◆ Task description ◆
Reproduce the listing below word for word and exclude any picture.

Segment Start: Records to process

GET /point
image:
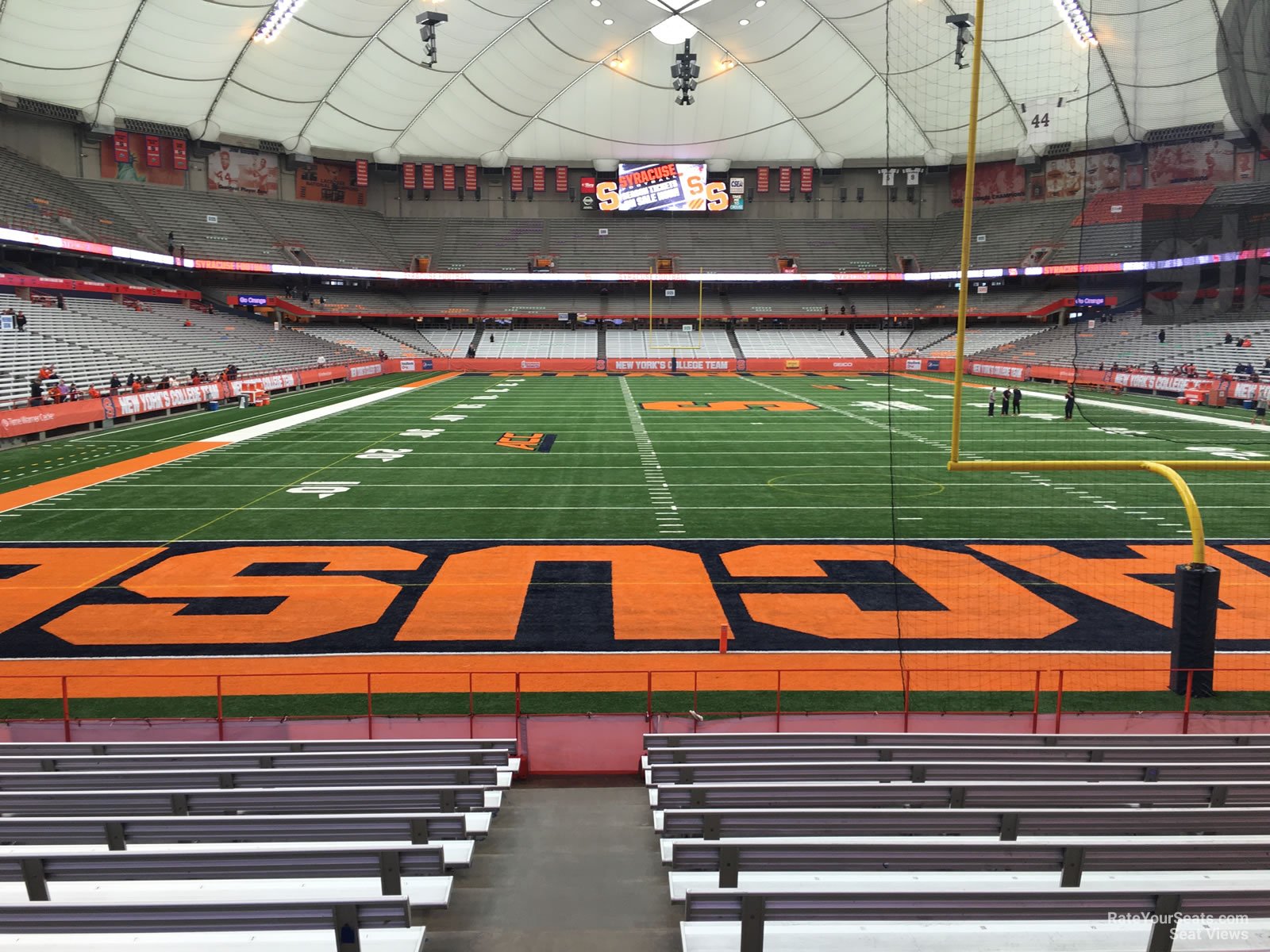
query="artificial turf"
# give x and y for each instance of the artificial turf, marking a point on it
(864, 459)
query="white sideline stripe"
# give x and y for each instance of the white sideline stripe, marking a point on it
(264, 429)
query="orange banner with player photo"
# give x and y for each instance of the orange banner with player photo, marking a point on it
(149, 162)
(234, 171)
(995, 183)
(333, 183)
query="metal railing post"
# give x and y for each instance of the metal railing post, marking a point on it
(1058, 704)
(220, 710)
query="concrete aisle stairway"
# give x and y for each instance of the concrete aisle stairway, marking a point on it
(571, 869)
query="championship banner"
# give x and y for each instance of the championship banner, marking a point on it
(1245, 167)
(233, 171)
(329, 182)
(1191, 162)
(133, 159)
(995, 183)
(1072, 177)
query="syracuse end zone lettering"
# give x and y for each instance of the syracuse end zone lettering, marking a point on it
(729, 405)
(455, 597)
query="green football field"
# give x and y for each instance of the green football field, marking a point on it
(867, 463)
(787, 471)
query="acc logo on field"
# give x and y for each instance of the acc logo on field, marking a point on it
(533, 442)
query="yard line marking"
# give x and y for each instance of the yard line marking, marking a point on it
(658, 490)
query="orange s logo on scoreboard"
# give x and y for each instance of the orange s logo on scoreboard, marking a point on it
(715, 196)
(729, 405)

Segment End: Records to process

◆ Your solution ◆
GET /point
image:
query="artificial turf"
# give x and y for each instance of the artificial turf, marking a point on it
(864, 459)
query="white sideline stripe"
# give x and y for each instance of the white sideline stripe, marking a point on it
(264, 429)
query="orange banner with player photo"
# give x and y for each instance of the orange banner with player photo, marking a point on it
(149, 162)
(234, 171)
(995, 183)
(333, 183)
query="metal railing post"
# give x and y for each instance of the metal railing post, marking a point on it
(1058, 704)
(220, 710)
query="concrete aisle stairway"
# give x and y for each instance of the concrete aisle stairway, marking a point on it
(571, 869)
query="championship banner"
# give x and y for each instance of the championship banner, marking a point on it
(1245, 167)
(233, 171)
(329, 182)
(1191, 162)
(133, 159)
(995, 183)
(1072, 177)
query="syracuse end zone lettering"
# give x and y for each instance of the syracuse end zone lettering, marking a point on it
(729, 405)
(455, 597)
query="green football field"
# give x and y for each instance of the green football field, marking a point on it
(867, 463)
(787, 471)
query="acc logo on field"
# give x and y for each instance of the acc logo on field, marking a point on it
(533, 442)
query="yard line marking"
# give x and y for each instance of the yard line marking, marking a point on it
(658, 490)
query="orange s logo on scoreboard"
# give x and y for each instance of the orange s logo on scoreboard, marking a point on it
(715, 196)
(729, 405)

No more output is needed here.